Put the listing below into a Markdown table with two columns, Row and Line, giving each line its own numbered row and skipping blank lines. Leave the pictures out of the table.

◆ Recorded data ◆
____

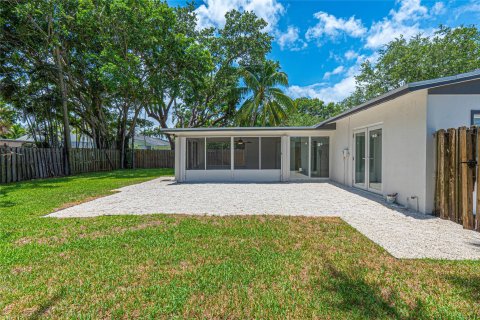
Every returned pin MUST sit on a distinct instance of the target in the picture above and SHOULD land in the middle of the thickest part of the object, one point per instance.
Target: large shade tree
(446, 53)
(265, 103)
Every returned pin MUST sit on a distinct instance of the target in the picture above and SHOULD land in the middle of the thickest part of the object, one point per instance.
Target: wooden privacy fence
(92, 160)
(456, 175)
(147, 159)
(19, 164)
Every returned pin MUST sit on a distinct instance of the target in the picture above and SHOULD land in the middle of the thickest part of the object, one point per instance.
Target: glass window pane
(218, 154)
(375, 159)
(320, 157)
(475, 118)
(246, 155)
(195, 154)
(299, 156)
(271, 153)
(360, 158)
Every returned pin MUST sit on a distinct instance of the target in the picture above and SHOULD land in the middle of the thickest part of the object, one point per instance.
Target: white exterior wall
(403, 123)
(181, 174)
(445, 111)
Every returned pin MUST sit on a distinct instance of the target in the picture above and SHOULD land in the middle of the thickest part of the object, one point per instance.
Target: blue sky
(321, 43)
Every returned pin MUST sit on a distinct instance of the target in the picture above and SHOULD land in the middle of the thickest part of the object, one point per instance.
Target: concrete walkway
(402, 233)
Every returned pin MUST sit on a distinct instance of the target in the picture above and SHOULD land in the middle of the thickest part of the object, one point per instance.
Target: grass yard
(206, 267)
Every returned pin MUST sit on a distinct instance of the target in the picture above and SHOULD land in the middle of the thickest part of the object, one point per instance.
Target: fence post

____

◆ Correct output ◆
| Row | Line |
|---|---|
| 1 | Every returned pin MUST sit on a distinct instance of the target in the picture above and SHOULD land in the middle of the thickest part of the object, one point per instance. |
| 2 | Target: large shade tree |
| 3 | (446, 53) |
| 4 | (265, 103) |
| 5 | Every returned pin MUST sit on a distinct instance of the target in the picture above and SHOULD land in the middle of the thickest part of the object, one point per instance. |
| 6 | Target: wooden privacy fence |
| 7 | (92, 160) |
| 8 | (456, 175) |
| 9 | (147, 159) |
| 10 | (19, 164) |
| 11 | Every returned pin MUST sit on a distinct instance of the target in the picture above and SHOULD land in the middle of the thickest part of the object, one point per instance. |
| 12 | Target: glass window pane |
| 13 | (218, 154) |
| 14 | (375, 159) |
| 15 | (320, 157) |
| 16 | (475, 118) |
| 17 | (246, 155) |
| 18 | (195, 154) |
| 19 | (299, 156) |
| 20 | (271, 153) |
| 21 | (360, 158) |
| 22 | Every returned pin MUST sit on a distinct instance of the target in the picture above and SHOULD land in the middle of the thickest part of the object, one point per instance. |
| 23 | Target: white exterior wall |
| 24 | (403, 123) |
| 25 | (181, 174) |
| 26 | (445, 111) |
| 27 | Every returned pin MUST sit on a distinct instance of the target in the picture above and SHOULD land in the middle of the thickest part of the object, one point per instance. |
| 28 | Target: blue sky |
| 29 | (321, 43) |
| 30 | Every returned pin MUST sit on a distinct instance of the target in the picture above and SHOULD land in the middle of the thickest part of the object, one point per instance. |
| 31 | Target: concrete walkway |
| 32 | (402, 233) |
| 33 | Every returned pin MUST sit on a distinct instance of the target in the picture above and SHOULD land in the middle of the thickest part of the object, one point per instance. |
| 34 | Target: grass yard |
| 35 | (206, 267) |
| 36 | Every returned pin MUST sit on a distinct instance of the target in the picture above and SHOULD land in the middle of the thickest part of the object, one point per instance. |
| 37 | Target: fence post |